The records ::

____

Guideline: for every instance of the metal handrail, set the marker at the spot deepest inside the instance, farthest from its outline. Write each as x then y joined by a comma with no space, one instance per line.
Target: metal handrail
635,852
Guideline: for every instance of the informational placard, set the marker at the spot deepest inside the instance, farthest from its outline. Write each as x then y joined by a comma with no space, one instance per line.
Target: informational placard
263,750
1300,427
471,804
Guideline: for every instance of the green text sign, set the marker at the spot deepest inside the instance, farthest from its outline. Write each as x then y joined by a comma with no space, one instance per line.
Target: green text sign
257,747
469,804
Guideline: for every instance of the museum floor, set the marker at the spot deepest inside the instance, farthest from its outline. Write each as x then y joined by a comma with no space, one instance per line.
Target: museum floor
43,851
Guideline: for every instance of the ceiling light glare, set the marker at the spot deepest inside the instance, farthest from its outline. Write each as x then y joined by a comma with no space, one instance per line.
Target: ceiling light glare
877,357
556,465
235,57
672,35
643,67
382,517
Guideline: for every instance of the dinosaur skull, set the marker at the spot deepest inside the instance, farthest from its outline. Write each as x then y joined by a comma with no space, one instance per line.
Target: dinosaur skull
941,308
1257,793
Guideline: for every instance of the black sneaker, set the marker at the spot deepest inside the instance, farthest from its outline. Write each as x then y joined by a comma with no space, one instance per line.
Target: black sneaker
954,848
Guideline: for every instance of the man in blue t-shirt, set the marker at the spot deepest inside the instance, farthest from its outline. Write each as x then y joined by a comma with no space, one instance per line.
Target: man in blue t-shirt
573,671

____

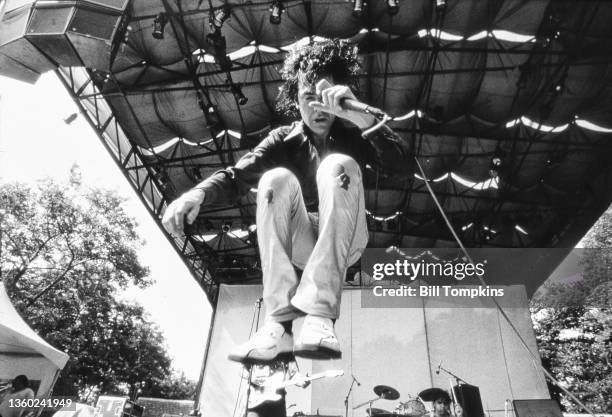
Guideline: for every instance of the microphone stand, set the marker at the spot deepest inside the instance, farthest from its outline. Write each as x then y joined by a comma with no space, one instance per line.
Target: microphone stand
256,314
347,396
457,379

____

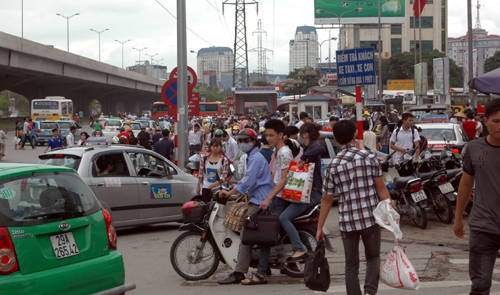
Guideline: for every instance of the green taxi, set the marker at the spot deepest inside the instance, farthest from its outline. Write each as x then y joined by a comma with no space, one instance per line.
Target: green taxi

____

What needs to be done ::
Pull each line that includes the word "taxi" out of the material above.

Final answer ::
Guideline: for every instance of the green taxi, set the marker at the spot deepest inside the instance, farthest from its outline. Write each as x then y joined by a comma with no space, one instance per line.
Target: green taxi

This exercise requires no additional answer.